━━━━━ INPUT FOR THIS TASK ━━━━━

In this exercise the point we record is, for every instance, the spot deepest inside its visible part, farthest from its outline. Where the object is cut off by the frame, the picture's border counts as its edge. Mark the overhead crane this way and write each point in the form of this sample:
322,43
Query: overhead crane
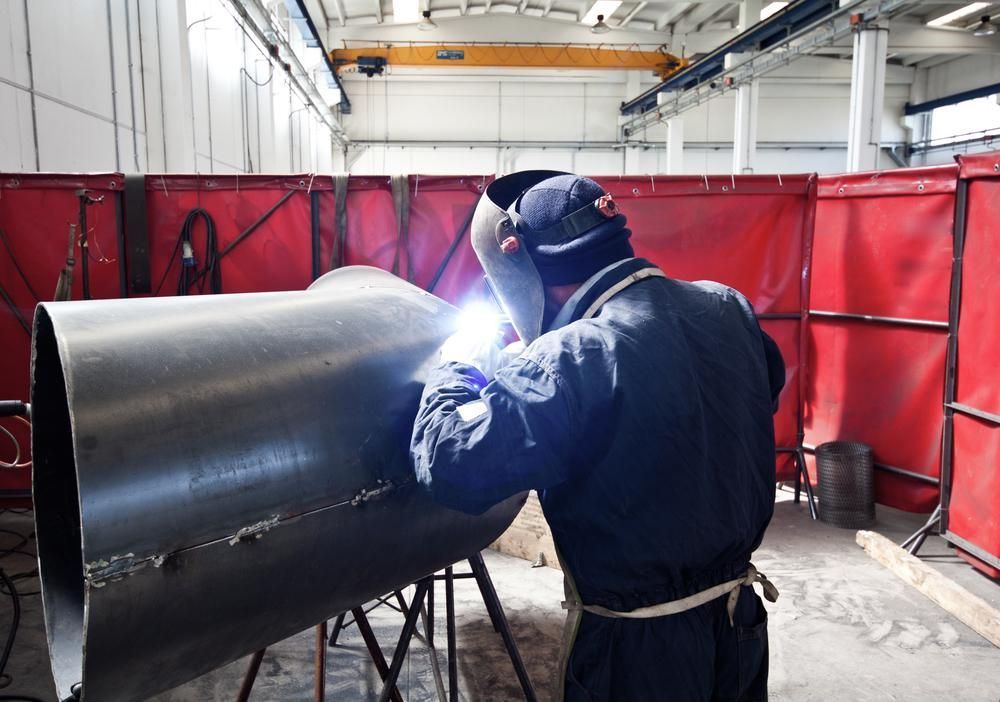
373,59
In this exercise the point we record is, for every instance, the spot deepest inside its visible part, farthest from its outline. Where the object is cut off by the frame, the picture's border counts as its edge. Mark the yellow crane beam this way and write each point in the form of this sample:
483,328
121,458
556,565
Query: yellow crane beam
371,59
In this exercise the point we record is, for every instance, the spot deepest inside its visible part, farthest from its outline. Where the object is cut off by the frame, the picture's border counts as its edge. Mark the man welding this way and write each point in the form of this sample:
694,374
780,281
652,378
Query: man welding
640,411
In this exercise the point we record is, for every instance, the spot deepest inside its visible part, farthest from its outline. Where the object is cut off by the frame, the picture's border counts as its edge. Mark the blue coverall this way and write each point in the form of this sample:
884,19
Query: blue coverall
647,431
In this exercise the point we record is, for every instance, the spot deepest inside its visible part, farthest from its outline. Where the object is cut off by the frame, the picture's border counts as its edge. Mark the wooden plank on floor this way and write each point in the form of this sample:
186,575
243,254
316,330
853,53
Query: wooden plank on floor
529,535
971,610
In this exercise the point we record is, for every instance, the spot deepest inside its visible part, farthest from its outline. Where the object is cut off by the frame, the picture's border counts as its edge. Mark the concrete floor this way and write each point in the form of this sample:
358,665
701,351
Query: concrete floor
844,628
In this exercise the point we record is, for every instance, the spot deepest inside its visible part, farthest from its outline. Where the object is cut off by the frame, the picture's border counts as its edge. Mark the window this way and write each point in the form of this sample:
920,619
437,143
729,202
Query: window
966,120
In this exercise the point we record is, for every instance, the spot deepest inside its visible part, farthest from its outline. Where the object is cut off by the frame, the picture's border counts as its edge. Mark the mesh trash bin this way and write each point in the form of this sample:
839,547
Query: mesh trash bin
846,484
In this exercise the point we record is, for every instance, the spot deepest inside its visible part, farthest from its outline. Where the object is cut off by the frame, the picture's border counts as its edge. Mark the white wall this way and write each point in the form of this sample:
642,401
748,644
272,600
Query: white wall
138,85
469,122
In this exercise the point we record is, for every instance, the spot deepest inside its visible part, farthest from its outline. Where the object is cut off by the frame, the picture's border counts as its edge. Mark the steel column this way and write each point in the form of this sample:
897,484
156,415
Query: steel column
675,146
867,98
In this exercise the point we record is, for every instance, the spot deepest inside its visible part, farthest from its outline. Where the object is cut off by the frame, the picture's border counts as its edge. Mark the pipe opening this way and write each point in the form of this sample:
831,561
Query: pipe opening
57,511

━━━━━

§ **WRITTEN EXERCISE**: Switch every "sample" in the listing above to "example" and write out the whole listing again with nothing else changed. Leave the pictures out.

§ **OUTPUT FOR THIS EXERCISE**:
In this exercise the point we record is, for every instance, the spot deepest inside its visible part, farthest from its outline. Where the object is cut off by the frame, the picture's border counts as its edge. Mark the overhead crane this way and write each point in the form of this example:
322,43
Query: overhead crane
373,59
In this exercise the point we record is, for every instance, the spot deepest inside its visible part, farthest from its outline. Where the object is cut off by the frame, the picture's border counts as its edge. Mark the yellow crane beam this way and write each point in the form of this example:
483,328
121,458
556,565
Query: yellow crane beam
371,59
In this exercise the point we record is, for every instance, the spot deepest inside its visible part, farthest from its outline. Where the object is cut off by the frame, the picture's border counts as its edge. Mark the man welding this way and write each point in the form of this example:
694,374
780,281
652,378
Query: man welding
640,411
In this exercise the point we record is, for every instance, the spot deepest inside its visible part, farthest from its outline. Where the object is cut off by the frame, the picture's border counts as its edge. Mark the blue coverall this way and write each point in the form of this example:
884,19
Query: blue coverall
647,431
In this exercise the point we record is, for every instance, the spot deepest inside its visible part, farthest from its outline. Where the object is cut off by the frame, the picture's border counts as its edge. Mark the wooden plank on floor this way and write each point in the form of this example:
186,575
243,254
316,330
853,53
Query: wooden plank on floor
529,535
971,610
In this exercise the point we record is, for every instance, the spot deepest inside its visible part, farthest from its outline. Where the object is cut off by the frame, the picture's border counts as its edge. Mark the concrete floor this way and write each point in the form of this example:
358,665
701,351
Query: concrete floor
844,628
In this exercise the point we record is, for every instance, the spot deepest inside its visible part, farthest from its outline. Where the object is cut off by the frame, the picture's border counts as its edge. Mark the window this way and write each point in the form of this example:
920,619
437,143
729,202
Query: window
966,120
In this exercise the point we record is, for every instance, the spot deepest inside its visible part, farthest from its outline. Where the object is cut off by the frame, the picture's border counts as its edge. Mark the mesh trash bin this way and write each point in the form of this example:
839,547
Query: mesh trash bin
846,484
In this exercise the point we record is, for every instance, the spot deepest inside its visible part, farthest from its outline. Where the object is cut off by the frame, the picture's border counts as its edge. Mark the white wall this way and write each point in the form of this example:
642,401
748,644
272,600
Query: white wall
138,85
469,122
In this exercise the point we record is, for every instance, the spot deepest inside its visible part, farthest from its outline. Where the object is cut off by the frame, the picture's border counts as its edge. Mark the steel column this way and write each point in the form of this example:
897,484
156,415
Query: steel column
675,146
867,98
In this exercise the point we record is, for every instance, the spot deepest inside its visible part, farthest from its outline. Where the object is cut off by the frame, the picture's border counts as its edge. Mark the pipe opening this way and write each point in the form of this example:
831,561
Query: pipe opening
57,511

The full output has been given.